**Data records**
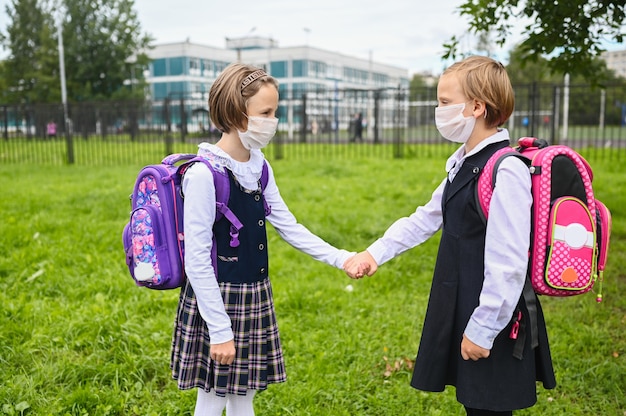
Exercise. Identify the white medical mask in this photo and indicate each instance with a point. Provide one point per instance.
(260, 132)
(451, 123)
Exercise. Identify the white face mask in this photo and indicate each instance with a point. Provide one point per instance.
(451, 123)
(260, 132)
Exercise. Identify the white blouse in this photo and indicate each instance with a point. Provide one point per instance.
(199, 216)
(507, 240)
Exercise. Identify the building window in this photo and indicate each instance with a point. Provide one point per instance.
(159, 67)
(176, 66)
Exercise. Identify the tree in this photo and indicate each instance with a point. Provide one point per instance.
(568, 34)
(103, 44)
(103, 48)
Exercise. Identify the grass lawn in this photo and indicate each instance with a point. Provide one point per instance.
(77, 337)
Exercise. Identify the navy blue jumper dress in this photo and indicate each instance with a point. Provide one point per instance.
(242, 274)
(500, 382)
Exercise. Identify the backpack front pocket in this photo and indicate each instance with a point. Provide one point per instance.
(571, 263)
(150, 262)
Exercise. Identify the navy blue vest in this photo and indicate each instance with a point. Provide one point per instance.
(248, 262)
(500, 382)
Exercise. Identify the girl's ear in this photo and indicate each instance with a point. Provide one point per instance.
(479, 109)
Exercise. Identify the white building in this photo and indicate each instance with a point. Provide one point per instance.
(184, 72)
(616, 60)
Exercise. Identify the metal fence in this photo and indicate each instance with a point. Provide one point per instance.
(395, 123)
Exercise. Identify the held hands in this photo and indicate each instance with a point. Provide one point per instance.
(362, 264)
(223, 353)
(471, 351)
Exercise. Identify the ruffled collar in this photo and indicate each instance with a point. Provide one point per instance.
(247, 173)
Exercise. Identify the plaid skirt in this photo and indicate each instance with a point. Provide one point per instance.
(259, 357)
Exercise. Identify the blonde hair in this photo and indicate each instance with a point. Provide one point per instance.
(229, 94)
(486, 79)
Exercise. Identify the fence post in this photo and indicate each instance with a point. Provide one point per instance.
(397, 148)
(5, 113)
(376, 116)
(183, 120)
(69, 140)
(304, 122)
(168, 127)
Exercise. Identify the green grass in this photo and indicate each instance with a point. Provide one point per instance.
(77, 337)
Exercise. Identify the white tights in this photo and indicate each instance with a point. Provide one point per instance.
(210, 404)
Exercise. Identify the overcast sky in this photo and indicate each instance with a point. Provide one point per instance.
(405, 33)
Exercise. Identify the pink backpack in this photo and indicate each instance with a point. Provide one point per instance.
(153, 238)
(570, 227)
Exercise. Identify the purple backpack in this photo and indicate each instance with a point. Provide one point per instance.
(154, 238)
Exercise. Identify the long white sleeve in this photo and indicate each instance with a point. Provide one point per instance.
(506, 252)
(296, 234)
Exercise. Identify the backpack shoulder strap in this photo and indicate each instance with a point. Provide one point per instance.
(264, 180)
(487, 178)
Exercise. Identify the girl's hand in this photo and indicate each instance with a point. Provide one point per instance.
(362, 264)
(223, 353)
(471, 351)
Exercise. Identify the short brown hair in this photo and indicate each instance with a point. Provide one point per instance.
(229, 94)
(485, 79)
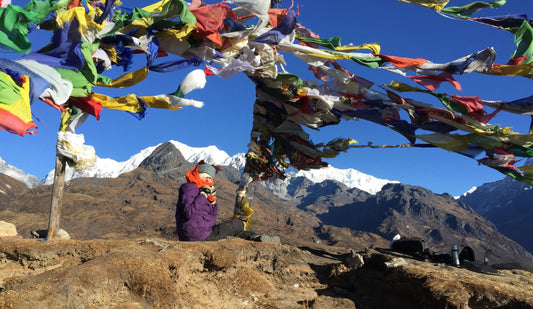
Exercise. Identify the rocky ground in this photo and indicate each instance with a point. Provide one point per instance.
(234, 273)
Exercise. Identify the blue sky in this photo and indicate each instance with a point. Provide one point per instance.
(401, 29)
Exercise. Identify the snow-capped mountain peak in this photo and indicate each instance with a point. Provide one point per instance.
(350, 177)
(11, 171)
(109, 168)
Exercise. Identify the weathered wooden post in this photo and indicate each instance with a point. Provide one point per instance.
(57, 196)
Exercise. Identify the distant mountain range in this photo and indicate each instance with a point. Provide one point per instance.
(322, 191)
(109, 168)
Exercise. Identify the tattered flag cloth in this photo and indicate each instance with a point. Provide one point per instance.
(90, 38)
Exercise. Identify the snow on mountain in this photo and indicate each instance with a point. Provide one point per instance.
(11, 171)
(109, 168)
(350, 177)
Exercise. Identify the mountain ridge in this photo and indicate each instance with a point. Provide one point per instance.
(109, 168)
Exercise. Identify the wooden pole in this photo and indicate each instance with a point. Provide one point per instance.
(57, 196)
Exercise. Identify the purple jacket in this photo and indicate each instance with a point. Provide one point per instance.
(195, 217)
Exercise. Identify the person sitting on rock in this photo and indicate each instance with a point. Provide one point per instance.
(197, 210)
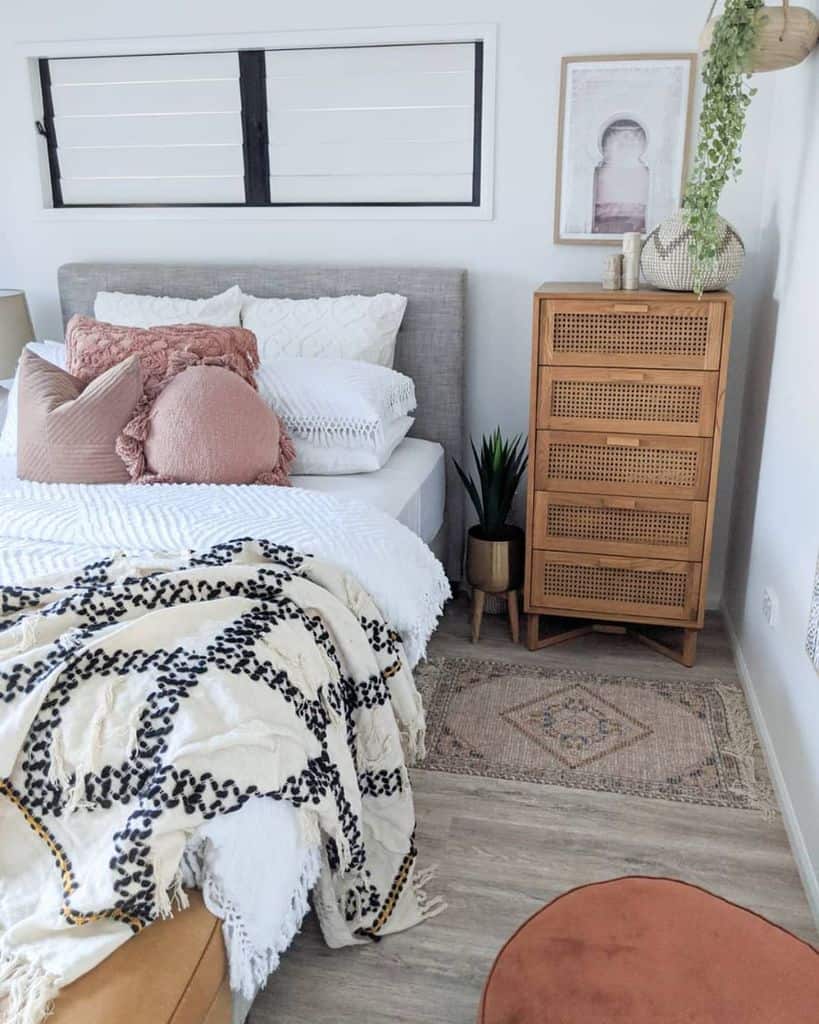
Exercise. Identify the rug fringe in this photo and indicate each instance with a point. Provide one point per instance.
(743, 750)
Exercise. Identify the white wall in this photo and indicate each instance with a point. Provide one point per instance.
(506, 257)
(775, 520)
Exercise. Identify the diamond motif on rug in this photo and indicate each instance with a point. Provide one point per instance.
(575, 725)
(690, 739)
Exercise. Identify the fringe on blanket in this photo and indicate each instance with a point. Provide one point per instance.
(251, 967)
(27, 990)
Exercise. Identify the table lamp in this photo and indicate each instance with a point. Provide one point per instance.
(15, 329)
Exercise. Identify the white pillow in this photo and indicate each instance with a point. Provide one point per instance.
(340, 460)
(335, 402)
(352, 327)
(52, 351)
(160, 310)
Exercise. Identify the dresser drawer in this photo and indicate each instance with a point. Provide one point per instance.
(685, 335)
(653, 527)
(614, 587)
(656, 401)
(645, 465)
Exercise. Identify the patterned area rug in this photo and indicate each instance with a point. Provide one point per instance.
(691, 741)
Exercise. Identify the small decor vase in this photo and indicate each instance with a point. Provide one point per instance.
(666, 263)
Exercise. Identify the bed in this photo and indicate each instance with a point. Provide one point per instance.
(368, 524)
(430, 345)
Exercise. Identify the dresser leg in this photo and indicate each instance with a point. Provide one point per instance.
(514, 621)
(478, 599)
(686, 654)
(532, 631)
(689, 647)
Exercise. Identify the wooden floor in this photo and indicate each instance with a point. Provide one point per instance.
(504, 849)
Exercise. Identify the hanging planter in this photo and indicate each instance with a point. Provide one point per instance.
(784, 37)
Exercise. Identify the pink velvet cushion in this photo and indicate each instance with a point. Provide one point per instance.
(207, 425)
(68, 430)
(93, 346)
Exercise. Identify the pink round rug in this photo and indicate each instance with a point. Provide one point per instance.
(642, 950)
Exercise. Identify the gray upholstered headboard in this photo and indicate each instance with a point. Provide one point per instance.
(430, 347)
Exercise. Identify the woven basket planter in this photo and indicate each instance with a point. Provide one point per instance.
(666, 263)
(785, 37)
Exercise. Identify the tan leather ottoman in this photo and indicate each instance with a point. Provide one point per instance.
(174, 972)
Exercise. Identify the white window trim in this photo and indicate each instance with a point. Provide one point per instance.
(485, 33)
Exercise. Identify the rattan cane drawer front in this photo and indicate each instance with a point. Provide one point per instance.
(641, 588)
(651, 527)
(657, 401)
(685, 334)
(644, 465)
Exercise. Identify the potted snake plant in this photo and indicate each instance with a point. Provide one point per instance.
(494, 547)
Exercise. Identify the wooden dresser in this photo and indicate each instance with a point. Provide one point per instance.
(628, 390)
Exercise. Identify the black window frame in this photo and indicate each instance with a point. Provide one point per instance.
(253, 93)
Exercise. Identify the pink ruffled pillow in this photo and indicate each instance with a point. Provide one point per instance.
(206, 425)
(92, 347)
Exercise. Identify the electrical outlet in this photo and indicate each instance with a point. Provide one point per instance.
(770, 606)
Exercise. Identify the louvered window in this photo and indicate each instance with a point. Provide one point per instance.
(382, 125)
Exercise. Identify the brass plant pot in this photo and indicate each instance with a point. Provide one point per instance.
(496, 566)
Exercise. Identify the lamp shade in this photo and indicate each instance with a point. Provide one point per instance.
(15, 329)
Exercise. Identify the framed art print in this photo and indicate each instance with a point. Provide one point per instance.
(622, 143)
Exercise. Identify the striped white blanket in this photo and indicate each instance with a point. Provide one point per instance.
(144, 698)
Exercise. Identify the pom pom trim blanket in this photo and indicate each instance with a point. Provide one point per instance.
(140, 700)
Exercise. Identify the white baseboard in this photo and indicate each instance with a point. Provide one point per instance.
(810, 880)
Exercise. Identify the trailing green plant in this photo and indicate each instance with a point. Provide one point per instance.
(501, 465)
(722, 122)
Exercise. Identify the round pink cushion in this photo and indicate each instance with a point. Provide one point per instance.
(210, 426)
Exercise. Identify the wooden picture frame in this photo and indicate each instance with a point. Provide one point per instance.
(639, 116)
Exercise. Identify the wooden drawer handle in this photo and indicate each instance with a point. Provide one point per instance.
(627, 375)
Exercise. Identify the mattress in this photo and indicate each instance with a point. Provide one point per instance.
(411, 487)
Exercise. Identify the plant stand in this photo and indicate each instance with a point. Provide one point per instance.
(478, 601)
(685, 654)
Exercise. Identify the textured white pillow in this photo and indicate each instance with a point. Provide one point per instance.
(336, 401)
(52, 351)
(352, 327)
(340, 460)
(161, 310)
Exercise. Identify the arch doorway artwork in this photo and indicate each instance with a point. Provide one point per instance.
(624, 123)
(621, 179)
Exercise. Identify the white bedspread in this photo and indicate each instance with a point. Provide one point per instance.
(49, 527)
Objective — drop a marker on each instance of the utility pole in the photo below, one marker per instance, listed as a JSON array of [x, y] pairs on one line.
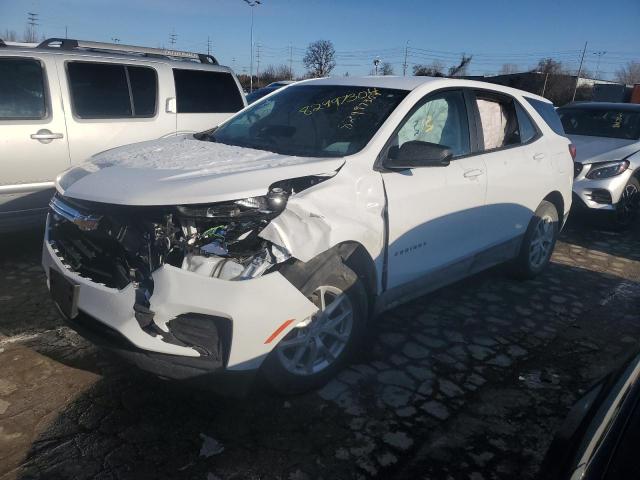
[[579, 72], [252, 4], [290, 61], [32, 22], [258, 62], [599, 54], [404, 65]]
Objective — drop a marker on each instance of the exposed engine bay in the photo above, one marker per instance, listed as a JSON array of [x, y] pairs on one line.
[[116, 245]]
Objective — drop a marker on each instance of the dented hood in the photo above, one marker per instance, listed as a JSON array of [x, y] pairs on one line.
[[184, 170], [602, 149]]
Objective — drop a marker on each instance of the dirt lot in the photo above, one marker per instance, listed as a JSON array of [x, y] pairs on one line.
[[468, 382]]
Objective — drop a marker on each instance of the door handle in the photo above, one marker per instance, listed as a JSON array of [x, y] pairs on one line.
[[45, 136], [476, 172]]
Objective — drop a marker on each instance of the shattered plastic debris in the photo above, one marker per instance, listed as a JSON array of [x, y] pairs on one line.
[[210, 446]]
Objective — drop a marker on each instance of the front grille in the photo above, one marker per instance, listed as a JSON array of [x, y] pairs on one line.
[[89, 254]]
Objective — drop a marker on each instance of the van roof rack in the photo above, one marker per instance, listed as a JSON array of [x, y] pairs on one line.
[[70, 44]]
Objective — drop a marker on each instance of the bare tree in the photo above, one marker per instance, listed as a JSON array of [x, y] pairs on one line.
[[386, 69], [435, 69], [461, 69], [10, 35], [629, 74], [508, 68], [320, 58]]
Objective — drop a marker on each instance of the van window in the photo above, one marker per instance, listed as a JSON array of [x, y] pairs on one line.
[[200, 91], [498, 120], [21, 89], [108, 90]]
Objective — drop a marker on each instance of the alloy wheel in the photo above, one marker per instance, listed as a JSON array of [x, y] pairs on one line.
[[316, 343], [541, 242]]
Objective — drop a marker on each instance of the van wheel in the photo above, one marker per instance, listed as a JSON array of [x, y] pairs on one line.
[[318, 347], [538, 243], [627, 207]]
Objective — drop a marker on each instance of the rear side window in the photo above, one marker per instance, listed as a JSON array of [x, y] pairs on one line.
[[107, 90], [548, 114], [498, 119], [21, 89], [527, 130], [200, 91]]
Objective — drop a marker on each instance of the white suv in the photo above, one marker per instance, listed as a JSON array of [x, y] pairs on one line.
[[65, 100], [268, 243]]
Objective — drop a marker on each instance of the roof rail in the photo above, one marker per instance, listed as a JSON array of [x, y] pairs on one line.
[[69, 44]]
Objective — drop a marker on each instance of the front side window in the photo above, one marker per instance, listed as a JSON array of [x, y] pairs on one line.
[[601, 122], [21, 89], [498, 120], [312, 120], [200, 91], [441, 120], [108, 90]]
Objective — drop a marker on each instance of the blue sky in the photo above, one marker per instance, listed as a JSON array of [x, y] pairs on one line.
[[494, 31]]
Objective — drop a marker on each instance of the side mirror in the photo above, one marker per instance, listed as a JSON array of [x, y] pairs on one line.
[[418, 154]]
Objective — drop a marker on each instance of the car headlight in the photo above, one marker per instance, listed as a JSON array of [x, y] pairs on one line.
[[270, 204], [599, 171]]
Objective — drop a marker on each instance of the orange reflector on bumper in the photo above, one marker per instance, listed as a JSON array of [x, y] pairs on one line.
[[278, 331]]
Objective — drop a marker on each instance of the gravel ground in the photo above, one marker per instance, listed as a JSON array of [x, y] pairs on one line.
[[469, 382]]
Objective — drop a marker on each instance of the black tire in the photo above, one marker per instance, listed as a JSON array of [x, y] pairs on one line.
[[331, 272], [523, 267], [626, 212]]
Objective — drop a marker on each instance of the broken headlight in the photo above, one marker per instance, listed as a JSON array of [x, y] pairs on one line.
[[270, 204], [607, 169]]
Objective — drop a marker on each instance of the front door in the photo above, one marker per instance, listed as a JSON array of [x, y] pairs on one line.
[[433, 211], [33, 136]]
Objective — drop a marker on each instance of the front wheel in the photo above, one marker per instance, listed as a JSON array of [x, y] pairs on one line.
[[318, 347], [627, 207], [538, 243]]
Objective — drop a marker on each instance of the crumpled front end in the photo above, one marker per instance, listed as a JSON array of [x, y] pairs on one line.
[[193, 285]]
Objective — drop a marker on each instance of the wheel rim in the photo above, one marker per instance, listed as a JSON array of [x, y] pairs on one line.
[[541, 242], [315, 344], [628, 205]]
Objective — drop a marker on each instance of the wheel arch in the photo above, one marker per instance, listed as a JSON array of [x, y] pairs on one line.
[[557, 200]]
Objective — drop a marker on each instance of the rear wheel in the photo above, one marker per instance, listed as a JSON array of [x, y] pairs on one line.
[[316, 348], [538, 243]]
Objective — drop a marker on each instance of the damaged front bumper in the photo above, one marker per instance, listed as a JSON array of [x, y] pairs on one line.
[[202, 324]]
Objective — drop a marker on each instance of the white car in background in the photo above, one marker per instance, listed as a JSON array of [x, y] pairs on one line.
[[267, 244], [63, 100], [607, 168]]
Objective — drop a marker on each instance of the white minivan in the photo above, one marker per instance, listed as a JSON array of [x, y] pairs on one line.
[[266, 244], [63, 101]]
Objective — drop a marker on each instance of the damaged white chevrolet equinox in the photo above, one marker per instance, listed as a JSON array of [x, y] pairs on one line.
[[267, 244]]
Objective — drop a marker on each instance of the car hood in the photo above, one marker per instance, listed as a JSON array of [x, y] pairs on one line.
[[184, 170], [602, 149]]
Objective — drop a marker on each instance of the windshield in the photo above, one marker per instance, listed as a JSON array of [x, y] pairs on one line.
[[600, 122], [312, 120]]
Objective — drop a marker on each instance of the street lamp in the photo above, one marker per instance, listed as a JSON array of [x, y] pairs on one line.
[[252, 4]]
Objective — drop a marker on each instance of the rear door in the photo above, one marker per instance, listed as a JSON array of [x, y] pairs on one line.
[[205, 98], [113, 104], [33, 137]]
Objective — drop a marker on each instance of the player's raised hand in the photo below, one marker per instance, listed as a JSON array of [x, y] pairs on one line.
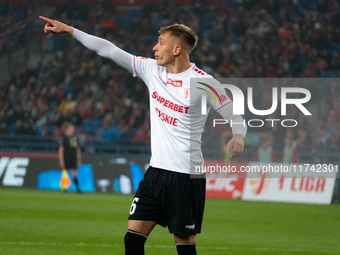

**What to produce**
Copy out the records verbatim, from the line with "Objective — drop a marker on each instance of the dented" up to and including the line with "[[468, 382]]".

**Completed exercise**
Objective — drop a marker on each instance of the dented hood in the photo above, one marker per instance, listed as a JSON array of [x, y] pairs on one line.
[[184, 170], [602, 149]]
Objective — drop a marker on each instance of the dirt lot in the photo above, one marker per instance, listed as a JSON array of [x, y] pairs on one line.
[[468, 382]]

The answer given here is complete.